§ PROBLEM DESCRIPTION
Pick out every line in the rows below that contains the word "white", and copy each one. Treat uppercase and lowercase as different.

[Pointing and labeling rows]
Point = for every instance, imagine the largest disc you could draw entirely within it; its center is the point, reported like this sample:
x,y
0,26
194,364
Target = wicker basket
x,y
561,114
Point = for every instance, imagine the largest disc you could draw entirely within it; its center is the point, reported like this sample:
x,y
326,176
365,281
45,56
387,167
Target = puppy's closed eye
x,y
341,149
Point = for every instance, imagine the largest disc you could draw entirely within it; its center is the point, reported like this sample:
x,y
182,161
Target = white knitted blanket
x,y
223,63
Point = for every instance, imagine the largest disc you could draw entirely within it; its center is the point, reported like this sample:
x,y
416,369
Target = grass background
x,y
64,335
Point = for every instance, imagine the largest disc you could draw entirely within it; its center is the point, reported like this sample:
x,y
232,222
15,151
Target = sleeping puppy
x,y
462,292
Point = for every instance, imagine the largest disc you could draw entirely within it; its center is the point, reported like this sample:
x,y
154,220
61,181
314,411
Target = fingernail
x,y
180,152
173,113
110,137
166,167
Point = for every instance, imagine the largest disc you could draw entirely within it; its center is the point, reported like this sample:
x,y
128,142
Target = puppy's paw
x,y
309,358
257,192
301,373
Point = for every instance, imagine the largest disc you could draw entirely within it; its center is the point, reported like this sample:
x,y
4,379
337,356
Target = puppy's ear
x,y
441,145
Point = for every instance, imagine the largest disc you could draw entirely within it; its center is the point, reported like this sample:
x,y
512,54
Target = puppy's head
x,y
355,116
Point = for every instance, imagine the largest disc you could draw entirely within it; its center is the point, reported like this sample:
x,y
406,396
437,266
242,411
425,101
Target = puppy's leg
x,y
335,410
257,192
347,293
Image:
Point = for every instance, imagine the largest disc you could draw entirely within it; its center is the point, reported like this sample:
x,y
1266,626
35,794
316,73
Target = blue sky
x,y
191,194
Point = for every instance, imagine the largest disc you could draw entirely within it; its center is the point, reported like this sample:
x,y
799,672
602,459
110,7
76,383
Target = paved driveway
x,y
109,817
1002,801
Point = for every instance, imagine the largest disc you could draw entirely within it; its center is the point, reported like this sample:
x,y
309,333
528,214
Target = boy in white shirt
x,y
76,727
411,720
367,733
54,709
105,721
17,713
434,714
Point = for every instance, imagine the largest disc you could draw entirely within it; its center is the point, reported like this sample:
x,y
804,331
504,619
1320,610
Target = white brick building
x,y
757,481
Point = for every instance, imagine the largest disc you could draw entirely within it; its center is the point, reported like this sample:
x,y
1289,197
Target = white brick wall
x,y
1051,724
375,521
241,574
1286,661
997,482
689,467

§ RESPONSE BELOW
Target = white knitted blanket
Target = boy in white shirt
Target = white brick building
Target = white brick wall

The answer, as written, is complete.